● **Okunacak Bölüm**:
++++++

İlgili Kanun / Madde
4857 S.İşK/18
T.C
YARGITAY
9. HUKUK DAİRESİ
Esas No. 2008/22787
Karar No. 2010/12440
Tarihi: 06.05.2010
l İŞ GÜVENCESİ KAPSAMINDA OLAN İŞÇİ KÖTÜ NİYET İSTEYEMEZ
l İŞ GÜVENCESİ KAPSAMINA GİRMEK İÇİN GEREKLİ ALTI AYLIK KIDEM SÜRESİNİN HESABINDA ASKI SÜRELERİ DE DİKKATE ALINIR
l ALTI AYLIK SÜRENİN İŞ İLİŞKİSİ İÇERİSİNDE GEÇMİŞ OLMASI GEREKİR
l SÜRE İŞE BAŞLANILDIĞI TARİHTEN İTİBAREN HESAPLANIR
l ALTI AYLIK SÜRENİN BİLDİRİM ÖNELLERİ İÇERİSİNDE DOLMASI İŞ GÜVENCESİNİN KAPSAMI İÇİN YETERLİ DEĞİLDİR
l ÇIRAKLIKTA GEÇEN SÜRE DİKKATE ALINMAZ
l AYNI İŞVERENİN BİR VEYA DEĞİŞİK İŞYERLERİNDE KESİNTİLİ GEÇEN SÜRE-LERDE ALTI AYIN HESABINDA DİKKATE ALINIR
l ALTI AYLIK SÜRE KOŞULU NİSBİ EMREDİCİ DÜZENLEME OLUP KISAL-TILMASI KARARLAŞTIRILABİLİR
ÖZETİ: 4857 sayılı İş Kanunu'nun 17/5 maddesi uyarınca “18. maddenin 1. fıkrası uyarınca bu kanunun 18, 19, 20 ve 21. maddelerinin uygulanma alanı dışında kalan işçilerin iş sözleşmesinin, fesih hakkının kötüye kullanılarak sona erdirildiği durumlarda işçiye bildirim süresinin üç katı tutarında tazminat ödenir”. Bu açıklamaya göre, iş güvencesi kapsamında kalan işçi, kötü niyet tazminatı olan, bildirim süresinin üç katı tutarında tazminat isteyemez.
İşçinin 6 aylık kıdem hesabına deneme ve askıda kalan süreler de dahil edilir. Başka bir anlatımla bu hesapta fiili çalışma süreleri mutlak olarak aranmaz. Aynı Kanunun 66'ncı maddesinde belirtilen çalışma süresinden sayılan haller altı aylık kıdemin sayılmasında dikkate alınacaktır. İşçinin feshe karşı koruyan hükümlerden yararlanabilmesi için, altı aylık kıdem süresini aynı işveren nezdinde iş sözleşmesine dayanan iş ilişkisi içersinde geçirmiş olması zorunludur.

++++++

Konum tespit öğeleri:

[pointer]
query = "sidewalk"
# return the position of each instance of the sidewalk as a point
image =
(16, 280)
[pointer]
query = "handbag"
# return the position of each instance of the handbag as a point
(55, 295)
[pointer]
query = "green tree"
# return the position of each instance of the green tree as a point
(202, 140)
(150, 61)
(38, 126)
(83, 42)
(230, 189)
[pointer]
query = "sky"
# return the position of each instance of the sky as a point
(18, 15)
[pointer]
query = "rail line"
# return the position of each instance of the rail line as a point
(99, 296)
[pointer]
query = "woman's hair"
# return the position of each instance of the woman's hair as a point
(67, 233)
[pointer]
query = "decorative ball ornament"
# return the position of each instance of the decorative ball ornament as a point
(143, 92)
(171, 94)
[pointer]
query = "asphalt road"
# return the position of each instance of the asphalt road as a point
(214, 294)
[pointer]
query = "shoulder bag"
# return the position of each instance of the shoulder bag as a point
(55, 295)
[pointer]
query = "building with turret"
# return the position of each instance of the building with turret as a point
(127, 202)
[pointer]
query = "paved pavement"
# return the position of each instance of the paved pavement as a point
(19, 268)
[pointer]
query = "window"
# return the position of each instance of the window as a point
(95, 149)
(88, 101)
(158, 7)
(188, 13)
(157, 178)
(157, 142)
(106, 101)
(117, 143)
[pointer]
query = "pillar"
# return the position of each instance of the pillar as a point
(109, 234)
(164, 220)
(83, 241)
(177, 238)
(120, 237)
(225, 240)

++++++

● **Çalışma Talimatları**:
1. Yargıtay kararında "İşçinin 6 aylık" ile başlayıp "geçirmiş olması zorunludur." ifadesine kadar süren kısmı, "nezdinde" yerine "yanında" koyarak yeniden yazar mısın?
2. Yargıtay kararına göre iş güvencesi kapsamındaki işçi neden kötü niyet tazminatı isteyemez? Bir ila üç cümleyle açıkla.
Satırların bu işle hiçbir ilgisi yoktur.

● **Görevlere Göre Yanıtlar**:
1.
İşçinin 6 aylık kıdem hesabına deneme ve askıda kalan süreler de dahil edilir. Başka bir anlatımla bu hesapta fiili çalışma süreleri mutlak olarak aranmaz. Aynı Kanunun 66'ncı maddesinde belirtilen çalışma süresinden sayılan haller altı aylık kıdemin sayılmasında dikkate alınacaktır. İşçinin feshe karşı koruyan hükümlerden yararlanabilmesi için, altı aylık kıdem süresini aynı işveren yanında iş sözleşmesine dayanan iş ilişkisi içersinde geçirmiş olması zorunludur.

2. 4857 sayılı İş Kanunu'nun 17/5 maddesi, bildirim süresinin üç katı tutarındaki tazminatı yalnızca kanunun 18, 19, 20 ve 21. maddelerinin uygulanma alanı dışında kalan işçilere tanır. Bu tazminat, söz konusu işçilerin iş sözleşmesi fesih hakkı kötüye kullanılarak sona erdirildiğinde ödenir. İş güvencesi kapsamındaki işçi bu alanın dışında kalmadığından kötü niyet tazminatını talep edemez.